What you are asked to do:
List every line in the items below that contains the string "Target".

Records from a data source:
— begin —
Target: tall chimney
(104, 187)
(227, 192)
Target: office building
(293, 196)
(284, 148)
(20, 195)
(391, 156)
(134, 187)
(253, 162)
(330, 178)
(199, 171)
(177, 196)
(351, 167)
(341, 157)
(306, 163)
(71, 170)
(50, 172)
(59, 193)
— end —
Solution:
Target: tall chimney
Target: office building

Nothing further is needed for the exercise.